** Task inputs follows **

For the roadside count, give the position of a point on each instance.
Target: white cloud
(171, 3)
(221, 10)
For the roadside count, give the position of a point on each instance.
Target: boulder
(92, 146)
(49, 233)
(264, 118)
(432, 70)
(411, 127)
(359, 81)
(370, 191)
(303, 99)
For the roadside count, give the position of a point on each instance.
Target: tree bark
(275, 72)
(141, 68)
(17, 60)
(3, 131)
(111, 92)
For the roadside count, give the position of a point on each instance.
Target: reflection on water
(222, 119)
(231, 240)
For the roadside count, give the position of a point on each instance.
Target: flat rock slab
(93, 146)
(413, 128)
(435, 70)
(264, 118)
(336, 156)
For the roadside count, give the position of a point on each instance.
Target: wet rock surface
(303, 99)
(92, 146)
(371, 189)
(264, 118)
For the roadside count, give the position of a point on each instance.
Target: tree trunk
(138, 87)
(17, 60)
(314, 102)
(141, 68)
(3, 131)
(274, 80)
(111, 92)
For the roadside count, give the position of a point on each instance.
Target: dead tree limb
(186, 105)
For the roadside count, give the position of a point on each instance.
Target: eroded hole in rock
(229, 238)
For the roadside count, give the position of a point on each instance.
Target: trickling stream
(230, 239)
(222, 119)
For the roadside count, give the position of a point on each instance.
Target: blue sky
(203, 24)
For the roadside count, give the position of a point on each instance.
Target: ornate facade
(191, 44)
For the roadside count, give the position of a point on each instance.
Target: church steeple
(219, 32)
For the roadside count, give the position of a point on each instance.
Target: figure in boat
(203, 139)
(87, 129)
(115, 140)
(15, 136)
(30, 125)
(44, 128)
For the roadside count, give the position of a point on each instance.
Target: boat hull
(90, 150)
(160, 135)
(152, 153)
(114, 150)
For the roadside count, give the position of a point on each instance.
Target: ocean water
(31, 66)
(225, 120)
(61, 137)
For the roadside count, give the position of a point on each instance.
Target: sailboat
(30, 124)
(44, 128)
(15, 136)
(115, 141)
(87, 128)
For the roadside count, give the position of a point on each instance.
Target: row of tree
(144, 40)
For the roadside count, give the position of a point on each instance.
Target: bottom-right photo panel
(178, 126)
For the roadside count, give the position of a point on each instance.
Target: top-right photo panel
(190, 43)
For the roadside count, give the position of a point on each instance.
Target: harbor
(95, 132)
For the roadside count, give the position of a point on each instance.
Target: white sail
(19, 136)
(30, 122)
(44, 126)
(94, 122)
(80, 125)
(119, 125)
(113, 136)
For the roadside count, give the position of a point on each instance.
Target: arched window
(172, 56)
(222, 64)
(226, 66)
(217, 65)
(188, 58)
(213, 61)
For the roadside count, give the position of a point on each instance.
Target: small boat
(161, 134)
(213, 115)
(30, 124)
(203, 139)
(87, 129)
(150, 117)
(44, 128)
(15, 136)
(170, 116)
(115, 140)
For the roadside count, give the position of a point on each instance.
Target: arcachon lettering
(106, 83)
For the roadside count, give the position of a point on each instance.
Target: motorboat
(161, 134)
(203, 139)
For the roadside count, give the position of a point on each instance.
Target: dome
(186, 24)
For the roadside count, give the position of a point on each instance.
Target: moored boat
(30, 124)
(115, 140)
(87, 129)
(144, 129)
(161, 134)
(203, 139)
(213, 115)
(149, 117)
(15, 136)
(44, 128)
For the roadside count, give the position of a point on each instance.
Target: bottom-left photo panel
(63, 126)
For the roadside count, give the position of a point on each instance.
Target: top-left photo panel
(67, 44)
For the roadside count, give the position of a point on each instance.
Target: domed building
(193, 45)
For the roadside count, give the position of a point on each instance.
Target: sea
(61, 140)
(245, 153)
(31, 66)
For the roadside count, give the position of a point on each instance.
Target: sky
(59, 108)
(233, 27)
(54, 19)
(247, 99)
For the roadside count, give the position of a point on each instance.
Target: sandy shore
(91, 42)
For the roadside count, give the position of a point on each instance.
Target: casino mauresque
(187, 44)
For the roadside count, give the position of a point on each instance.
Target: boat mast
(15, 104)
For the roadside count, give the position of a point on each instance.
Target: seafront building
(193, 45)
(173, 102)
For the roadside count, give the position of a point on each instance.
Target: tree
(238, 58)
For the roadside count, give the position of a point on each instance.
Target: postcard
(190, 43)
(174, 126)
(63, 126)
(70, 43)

** End of Task inputs **

◆ Problem
All of the entries above need to be set down again exactly.

◆ Answer to the problem
For the roadside count, give the position of a point on each instance.
Target: white cloud
(171, 3)
(221, 10)
For the roadside count, give the position of a point on each instance.
Target: boulder
(92, 146)
(49, 233)
(264, 118)
(432, 70)
(411, 127)
(359, 81)
(370, 191)
(303, 99)
For the roadside count, give the position of a point on each instance.
Target: tree bark
(275, 72)
(141, 68)
(17, 60)
(3, 131)
(111, 92)
For the roadside count, give the position of a point on each instance.
Target: reflection on water
(222, 119)
(231, 240)
For the roadside count, give the position of a point on each instance.
Target: flat rock slab
(93, 146)
(413, 128)
(435, 70)
(264, 118)
(336, 156)
For the roadside count, give the position of a point on each instance.
Target: wet rock surface
(303, 99)
(92, 146)
(371, 189)
(264, 118)
For the roadside count, give the position of a point on each instance.
Target: tree trunk
(138, 87)
(17, 60)
(314, 102)
(141, 68)
(3, 131)
(274, 80)
(111, 92)
For the roadside count, give the position of a point on each instance.
Target: dead tree limb
(186, 105)
For the roadside count, give the position of a point on each instance.
Target: eroded hole in rock
(229, 238)
For the roadside count, give the position of a point on each instance.
Target: trickling stream
(230, 239)
(222, 119)
For the roadside count, give the position of a point on each instance.
Target: blue sky
(203, 24)
For the roadside count, give the position of a point on each instance.
Target: ornate facade
(191, 44)
For the roadside count, give the position of a point on each instance.
Target: church steeple
(219, 32)
For the roadside count, give the position of a point on each instance.
Target: figure in boat
(203, 139)
(87, 129)
(115, 140)
(15, 136)
(30, 125)
(44, 128)
For the roadside count, give the position of a point on each instance.
Target: boat hull
(90, 150)
(160, 135)
(152, 153)
(114, 150)
For the roadside count, give the position of a point on each instance.
Target: ocean water
(31, 66)
(225, 120)
(61, 137)
For the roadside count, give the position of a point on each instance.
Target: sailboat
(30, 124)
(44, 128)
(15, 136)
(115, 141)
(87, 128)
For the roadside count, give the position of a point on each instance.
Target: row of tree
(144, 40)
For the roadside count, give the position of a point on each instance.
Target: bottom-right photo panel
(178, 126)
For the roadside count, give the position of a point on each instance.
Target: top-right photo panel
(190, 43)
For the roadside count, give the position of a point on each instance.
Target: harbor
(95, 132)
For the roadside count, give the position of a point on each instance.
Target: white sail
(19, 136)
(30, 122)
(44, 126)
(94, 122)
(80, 125)
(119, 125)
(113, 136)
For the roadside count, give the position of a point on each instance.
Target: arched window
(172, 56)
(222, 64)
(226, 66)
(217, 65)
(188, 58)
(213, 61)
For the roadside count, give the position of a point on each instance.
Target: small boat
(161, 134)
(213, 115)
(30, 124)
(203, 139)
(87, 129)
(150, 117)
(44, 128)
(15, 136)
(170, 116)
(115, 140)
For the roadside count, give the position of a point on each instance.
Target: arcachon lettering
(106, 83)
For the roadside count, give the position of a point on each instance.
Target: motorboat
(161, 134)
(203, 139)
For the roadside count, give the position of a point on each instance.
Target: dome
(186, 24)
For the roadside count, give the position of a point on each instance.
Target: moored boat
(30, 124)
(115, 140)
(87, 129)
(144, 129)
(161, 134)
(203, 139)
(213, 115)
(149, 117)
(15, 136)
(44, 128)
For the roadside count, give the position of a point on each instance.
Target: bottom-left photo panel
(63, 126)
For the roadside count, give the position of a point on each instance.
Target: top-left photo panel
(67, 44)
For the roadside count, give the position of a point on each instance.
Target: domed building
(193, 45)
For the roadside count, give the position of a point on each instance.
Target: sea
(61, 140)
(245, 153)
(31, 66)
For the roadside count, give the position of a point on each instance.
Target: sky
(59, 108)
(233, 27)
(54, 19)
(247, 99)
For the roadside count, give the position of a point on each instance.
Target: sandy shore
(91, 42)
For the roadside count, give the position of a point on each instance.
Target: casino mauresque
(187, 44)
For the roadside count, give the position of a point on each instance.
Target: boat mast
(15, 104)
For the roadside count, give the position of a point on each instance.
Target: seafront building
(193, 45)
(173, 102)
For the roadside count, give the position of a point on each instance.
Target: tree
(238, 58)
For the roadside count, give the position of a point on each instance.
Target: postcard
(190, 43)
(174, 126)
(63, 126)
(70, 43)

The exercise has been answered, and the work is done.